Sipho Hlongwane is a writer and columnist for Daily Maverick. His other work interests also include motoring, music and technology, for which he has some awards. In a previous life, he drove forklift trucks, hosted radio shows, waited tables, and was once bitten by a large monitor lizard on his ankle. It hurt a lot. Arsenal Football Club is his only permanent obsession. He appears in these pages as a political correspondent.

No really. She should. By refusing to take her seriously, they’re giving her much more room to play with than they should allow her. Thanks to the hubris that comes with being a vastly popular ruling party, the ANC is going to ignore her. But can Mazibuko exploit that?

It was Sun Tzu who wrote the often-quoted aphorism “Know your enemy” in his seminal work The Art of War. The quote in full states: “So it is said that if you know your enemies and know yourself, you can win a hundred battles without a single loss. If you only know yourself, but not your opponent, you may win or may lose. If you know neither yourself nor your enemy, you will always endanger yourself.”

I don’t think that the African National Congress encourages its cadres to read The Art of War (one wonders what the point of all those trips to Beijing is, then), or if the party does, the lessons are lost.

It appears that the ANC is incapable of taking its opponents seriously. It is too big, too powerful and too, well, ANC, to have to plan or strategise against the Democratic Alliance or anyone else. It’s like the party believes that showing up is good enough as far as it is concerned.

The signs are everywhere – under the impression that it would always keep the Western Cape once it won it through some clever politicking that saw the disappearance of the New National Party, the ANC did nothing as the provincial wing of the party tore itself apart, leading the field wide open for the DA to swoop in.

The election strategy of the ANC in the last elections was also remarkable for its absence until the very last moment. Apparently blind-sided by the DA’s slick campaign, the party cobbled together a vague campaign that reeked of ill preparation (some say it was a bad idea to sideline Minister Razzmatazz Mbalula, the ANC campaigner-par-none).

None of this would have happened if the ANC took the DA seriously.

Last week saw the election of DA spokeswoman Lindiwe Mazibuko as the party’s parliamentary leader. The position is understood to be the second-most crucial within the party. The election of the young MP to the position should and did therefore occasion a few raised eyebrows. Many question how suitable Mazibuko is for the position.

I doubt Mazibuko’s election occupied the minds of too many at Luthuli House. They have their hands full at the moment with Julius Malema, the potential political ramifications of the Arms Deal inquiry, any mess caused by the sacking of Sicelo Shiceka and Gwen Mahlangu-Nkabinde, and the preparations for the upcoming centenary celebrations and national elective conference next year.

But some ANC members took the attitude a bit further – an ANC MP wondered on Facebook whether Mazibuko’s election heralded a new era for the DA or whether she was nothing more than a “house nigger”. If you’re wondering, that term is extremely loaded and functions mainly to dismiss Mazibuko as a shill for white people. Dismissal, in other words.

Which is perfect for Mazibuko. She will work in a completely uncontested space, and she should be grateful for that. Some of the mistakes she makes would destroy her political career in closely-contested environments.

» **What is expected**: What jobs does the opinion piece on the ANC and Mazibuko say its writer held in a previous life? The records that follow are from a separate source and have no connection to the opinion piece.

» **Data records**:
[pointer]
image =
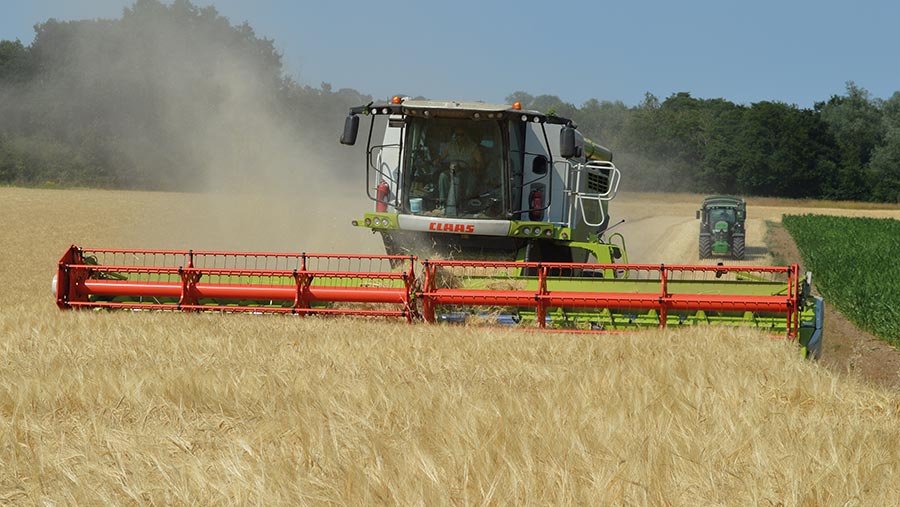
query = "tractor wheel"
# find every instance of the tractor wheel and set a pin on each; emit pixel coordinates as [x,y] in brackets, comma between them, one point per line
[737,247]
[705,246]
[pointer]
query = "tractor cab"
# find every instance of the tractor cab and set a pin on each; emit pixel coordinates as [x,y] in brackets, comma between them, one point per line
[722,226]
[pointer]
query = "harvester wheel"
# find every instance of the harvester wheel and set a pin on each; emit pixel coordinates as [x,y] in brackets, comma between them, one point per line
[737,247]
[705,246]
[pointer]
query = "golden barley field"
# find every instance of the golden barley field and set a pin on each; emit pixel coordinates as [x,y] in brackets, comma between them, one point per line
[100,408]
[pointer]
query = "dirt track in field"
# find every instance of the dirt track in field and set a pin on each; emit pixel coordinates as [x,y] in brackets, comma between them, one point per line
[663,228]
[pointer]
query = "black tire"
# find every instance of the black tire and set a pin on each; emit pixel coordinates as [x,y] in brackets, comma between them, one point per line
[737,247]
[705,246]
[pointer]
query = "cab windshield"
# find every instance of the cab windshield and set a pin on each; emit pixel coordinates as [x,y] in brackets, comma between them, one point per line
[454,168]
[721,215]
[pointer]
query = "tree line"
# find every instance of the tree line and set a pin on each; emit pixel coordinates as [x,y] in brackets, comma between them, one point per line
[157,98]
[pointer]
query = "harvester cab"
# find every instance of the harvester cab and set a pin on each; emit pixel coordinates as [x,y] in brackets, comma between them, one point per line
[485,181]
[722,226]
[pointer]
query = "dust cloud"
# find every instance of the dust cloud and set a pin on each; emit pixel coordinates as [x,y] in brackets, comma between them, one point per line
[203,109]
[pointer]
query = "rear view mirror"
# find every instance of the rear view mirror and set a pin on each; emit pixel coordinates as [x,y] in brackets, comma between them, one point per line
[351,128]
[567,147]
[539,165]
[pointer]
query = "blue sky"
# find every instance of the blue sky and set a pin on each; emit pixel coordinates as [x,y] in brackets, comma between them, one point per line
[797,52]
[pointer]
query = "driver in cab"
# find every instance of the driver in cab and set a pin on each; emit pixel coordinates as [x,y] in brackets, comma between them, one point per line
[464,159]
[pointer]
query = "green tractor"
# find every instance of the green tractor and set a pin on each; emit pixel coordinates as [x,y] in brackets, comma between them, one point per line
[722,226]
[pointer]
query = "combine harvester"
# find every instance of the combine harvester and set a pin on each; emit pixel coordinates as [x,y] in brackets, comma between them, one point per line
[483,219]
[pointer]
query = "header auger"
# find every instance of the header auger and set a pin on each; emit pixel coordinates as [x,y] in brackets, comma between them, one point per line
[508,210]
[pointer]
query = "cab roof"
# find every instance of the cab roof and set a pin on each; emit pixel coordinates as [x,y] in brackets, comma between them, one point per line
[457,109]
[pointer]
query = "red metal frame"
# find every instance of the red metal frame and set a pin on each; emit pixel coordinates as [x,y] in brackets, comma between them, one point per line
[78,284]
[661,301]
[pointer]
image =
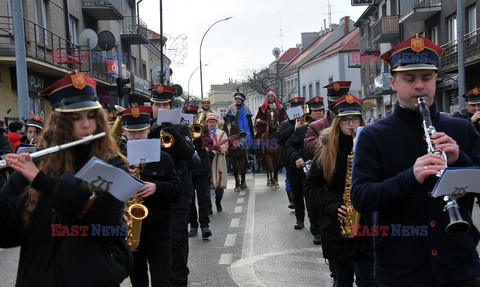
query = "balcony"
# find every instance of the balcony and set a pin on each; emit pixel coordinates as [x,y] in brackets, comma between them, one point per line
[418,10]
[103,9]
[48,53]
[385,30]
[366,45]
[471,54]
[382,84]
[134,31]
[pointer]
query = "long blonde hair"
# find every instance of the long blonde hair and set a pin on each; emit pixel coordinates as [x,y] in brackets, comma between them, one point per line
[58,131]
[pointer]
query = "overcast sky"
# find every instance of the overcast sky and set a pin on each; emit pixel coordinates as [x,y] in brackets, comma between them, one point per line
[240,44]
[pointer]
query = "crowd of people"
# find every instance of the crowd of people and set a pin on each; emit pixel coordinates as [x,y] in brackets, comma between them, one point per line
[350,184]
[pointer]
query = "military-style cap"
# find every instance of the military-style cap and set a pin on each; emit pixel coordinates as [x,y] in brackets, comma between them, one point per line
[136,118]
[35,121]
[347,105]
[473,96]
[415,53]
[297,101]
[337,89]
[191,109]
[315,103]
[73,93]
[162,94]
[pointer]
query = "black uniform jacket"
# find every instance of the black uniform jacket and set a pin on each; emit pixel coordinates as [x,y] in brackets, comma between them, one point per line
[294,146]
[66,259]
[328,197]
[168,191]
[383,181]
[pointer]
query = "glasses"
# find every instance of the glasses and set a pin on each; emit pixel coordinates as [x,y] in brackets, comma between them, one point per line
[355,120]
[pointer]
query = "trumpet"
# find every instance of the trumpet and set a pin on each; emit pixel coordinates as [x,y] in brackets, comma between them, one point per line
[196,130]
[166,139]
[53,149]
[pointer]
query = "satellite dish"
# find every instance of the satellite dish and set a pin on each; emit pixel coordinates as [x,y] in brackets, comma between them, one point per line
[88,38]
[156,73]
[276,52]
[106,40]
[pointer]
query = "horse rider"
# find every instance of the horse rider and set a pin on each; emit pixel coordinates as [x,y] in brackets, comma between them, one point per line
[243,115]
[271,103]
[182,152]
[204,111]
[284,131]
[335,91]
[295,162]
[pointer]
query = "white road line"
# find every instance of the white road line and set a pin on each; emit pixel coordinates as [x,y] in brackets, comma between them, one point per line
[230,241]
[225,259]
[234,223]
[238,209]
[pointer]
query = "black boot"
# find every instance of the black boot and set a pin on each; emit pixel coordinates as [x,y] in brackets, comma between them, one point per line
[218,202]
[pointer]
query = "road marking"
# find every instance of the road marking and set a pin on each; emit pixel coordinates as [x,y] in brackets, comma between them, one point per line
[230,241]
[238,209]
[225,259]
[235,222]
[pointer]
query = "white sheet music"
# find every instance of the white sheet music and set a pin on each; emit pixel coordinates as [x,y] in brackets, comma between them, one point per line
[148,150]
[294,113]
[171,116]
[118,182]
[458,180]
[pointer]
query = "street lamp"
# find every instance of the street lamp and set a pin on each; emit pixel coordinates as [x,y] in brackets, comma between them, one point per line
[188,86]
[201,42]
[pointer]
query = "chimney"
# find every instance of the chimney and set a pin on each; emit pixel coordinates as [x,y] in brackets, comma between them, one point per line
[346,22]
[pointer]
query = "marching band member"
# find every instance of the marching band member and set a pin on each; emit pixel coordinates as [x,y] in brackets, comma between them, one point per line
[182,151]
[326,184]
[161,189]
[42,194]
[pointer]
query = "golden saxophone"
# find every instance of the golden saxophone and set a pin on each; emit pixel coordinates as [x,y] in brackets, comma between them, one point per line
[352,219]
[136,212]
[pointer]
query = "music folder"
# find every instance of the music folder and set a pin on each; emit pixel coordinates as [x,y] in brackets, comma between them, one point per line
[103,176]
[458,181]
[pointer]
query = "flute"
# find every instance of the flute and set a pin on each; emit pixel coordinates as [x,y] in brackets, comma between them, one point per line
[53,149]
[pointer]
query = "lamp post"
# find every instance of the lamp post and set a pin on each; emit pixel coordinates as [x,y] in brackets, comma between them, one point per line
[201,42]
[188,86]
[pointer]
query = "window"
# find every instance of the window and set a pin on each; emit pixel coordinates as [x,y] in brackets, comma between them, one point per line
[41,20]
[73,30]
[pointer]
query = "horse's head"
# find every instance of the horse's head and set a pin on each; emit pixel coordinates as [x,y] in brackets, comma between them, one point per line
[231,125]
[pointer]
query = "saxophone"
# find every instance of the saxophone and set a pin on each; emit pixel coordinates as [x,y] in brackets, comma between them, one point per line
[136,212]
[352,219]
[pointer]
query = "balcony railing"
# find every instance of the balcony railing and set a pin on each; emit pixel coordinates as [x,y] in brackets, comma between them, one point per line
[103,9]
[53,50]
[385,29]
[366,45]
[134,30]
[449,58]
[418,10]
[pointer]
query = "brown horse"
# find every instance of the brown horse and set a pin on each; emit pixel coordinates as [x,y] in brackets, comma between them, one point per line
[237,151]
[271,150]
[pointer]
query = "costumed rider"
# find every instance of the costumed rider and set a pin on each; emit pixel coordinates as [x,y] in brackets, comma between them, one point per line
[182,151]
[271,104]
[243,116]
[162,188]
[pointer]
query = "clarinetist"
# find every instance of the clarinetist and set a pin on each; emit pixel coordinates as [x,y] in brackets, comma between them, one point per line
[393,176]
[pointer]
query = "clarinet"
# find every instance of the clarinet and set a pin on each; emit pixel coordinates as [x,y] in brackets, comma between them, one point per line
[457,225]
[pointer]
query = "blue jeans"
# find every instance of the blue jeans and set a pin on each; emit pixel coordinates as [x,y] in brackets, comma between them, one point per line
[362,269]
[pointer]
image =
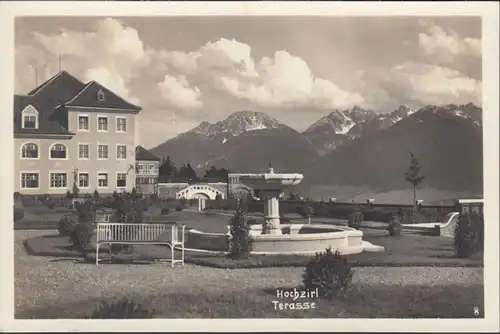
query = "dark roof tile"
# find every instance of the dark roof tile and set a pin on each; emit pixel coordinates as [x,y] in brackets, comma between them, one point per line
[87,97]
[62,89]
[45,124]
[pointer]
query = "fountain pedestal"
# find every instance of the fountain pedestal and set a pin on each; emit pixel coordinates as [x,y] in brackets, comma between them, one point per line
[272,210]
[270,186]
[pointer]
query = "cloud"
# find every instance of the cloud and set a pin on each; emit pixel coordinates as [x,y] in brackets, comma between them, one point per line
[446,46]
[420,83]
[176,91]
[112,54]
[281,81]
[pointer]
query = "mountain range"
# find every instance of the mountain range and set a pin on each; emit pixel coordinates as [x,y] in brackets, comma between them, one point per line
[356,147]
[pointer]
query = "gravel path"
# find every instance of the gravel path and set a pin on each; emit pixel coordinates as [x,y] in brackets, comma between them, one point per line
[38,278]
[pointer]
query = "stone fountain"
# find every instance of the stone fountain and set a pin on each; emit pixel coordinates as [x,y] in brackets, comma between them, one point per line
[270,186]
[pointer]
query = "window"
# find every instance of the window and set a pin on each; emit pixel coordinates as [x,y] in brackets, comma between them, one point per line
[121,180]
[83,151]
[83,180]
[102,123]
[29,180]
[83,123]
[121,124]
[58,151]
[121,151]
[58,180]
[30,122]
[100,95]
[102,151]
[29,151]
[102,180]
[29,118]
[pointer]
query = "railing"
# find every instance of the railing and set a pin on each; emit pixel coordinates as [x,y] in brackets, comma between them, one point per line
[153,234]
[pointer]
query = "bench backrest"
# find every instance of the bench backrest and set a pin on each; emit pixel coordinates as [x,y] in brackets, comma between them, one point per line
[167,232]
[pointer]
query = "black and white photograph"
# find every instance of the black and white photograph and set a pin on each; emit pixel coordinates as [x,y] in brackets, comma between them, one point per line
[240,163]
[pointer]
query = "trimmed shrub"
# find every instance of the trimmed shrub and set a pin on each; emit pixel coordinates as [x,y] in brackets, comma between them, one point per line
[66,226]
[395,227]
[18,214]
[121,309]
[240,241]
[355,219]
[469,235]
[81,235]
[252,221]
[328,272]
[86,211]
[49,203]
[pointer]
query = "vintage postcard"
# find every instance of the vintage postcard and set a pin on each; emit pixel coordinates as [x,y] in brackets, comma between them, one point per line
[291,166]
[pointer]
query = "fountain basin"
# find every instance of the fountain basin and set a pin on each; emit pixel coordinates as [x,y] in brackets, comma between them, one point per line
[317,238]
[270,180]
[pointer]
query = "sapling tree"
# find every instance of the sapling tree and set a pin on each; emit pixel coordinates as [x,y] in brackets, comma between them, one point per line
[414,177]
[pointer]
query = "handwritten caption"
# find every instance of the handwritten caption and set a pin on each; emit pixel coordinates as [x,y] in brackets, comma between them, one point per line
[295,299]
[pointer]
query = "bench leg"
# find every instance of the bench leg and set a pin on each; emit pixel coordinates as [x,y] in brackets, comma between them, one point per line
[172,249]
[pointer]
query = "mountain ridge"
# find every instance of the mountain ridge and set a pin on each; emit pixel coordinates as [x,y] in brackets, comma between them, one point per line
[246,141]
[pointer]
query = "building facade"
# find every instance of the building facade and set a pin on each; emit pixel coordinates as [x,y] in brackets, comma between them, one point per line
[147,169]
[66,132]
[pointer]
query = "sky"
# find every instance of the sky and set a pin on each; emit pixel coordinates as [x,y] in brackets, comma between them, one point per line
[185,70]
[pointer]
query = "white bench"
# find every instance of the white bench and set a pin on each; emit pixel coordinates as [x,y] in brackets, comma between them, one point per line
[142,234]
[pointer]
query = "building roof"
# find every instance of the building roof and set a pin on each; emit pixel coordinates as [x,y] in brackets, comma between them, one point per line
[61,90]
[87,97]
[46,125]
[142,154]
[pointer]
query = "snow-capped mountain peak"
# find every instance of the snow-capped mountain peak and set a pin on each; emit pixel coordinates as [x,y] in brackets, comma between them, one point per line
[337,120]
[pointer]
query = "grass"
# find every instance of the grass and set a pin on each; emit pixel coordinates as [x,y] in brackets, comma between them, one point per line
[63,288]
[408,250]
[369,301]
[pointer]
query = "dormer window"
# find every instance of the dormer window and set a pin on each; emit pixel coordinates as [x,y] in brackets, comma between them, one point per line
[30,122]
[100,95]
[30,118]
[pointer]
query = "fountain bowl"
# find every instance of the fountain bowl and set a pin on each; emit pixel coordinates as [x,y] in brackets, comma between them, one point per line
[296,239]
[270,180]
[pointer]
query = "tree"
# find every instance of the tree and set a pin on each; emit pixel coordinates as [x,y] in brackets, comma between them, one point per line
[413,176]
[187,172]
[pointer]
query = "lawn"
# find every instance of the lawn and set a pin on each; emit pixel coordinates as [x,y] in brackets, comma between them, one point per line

» **Result of the exercise**: Driving forklift trucks, hosting radio shows, and waiting tables.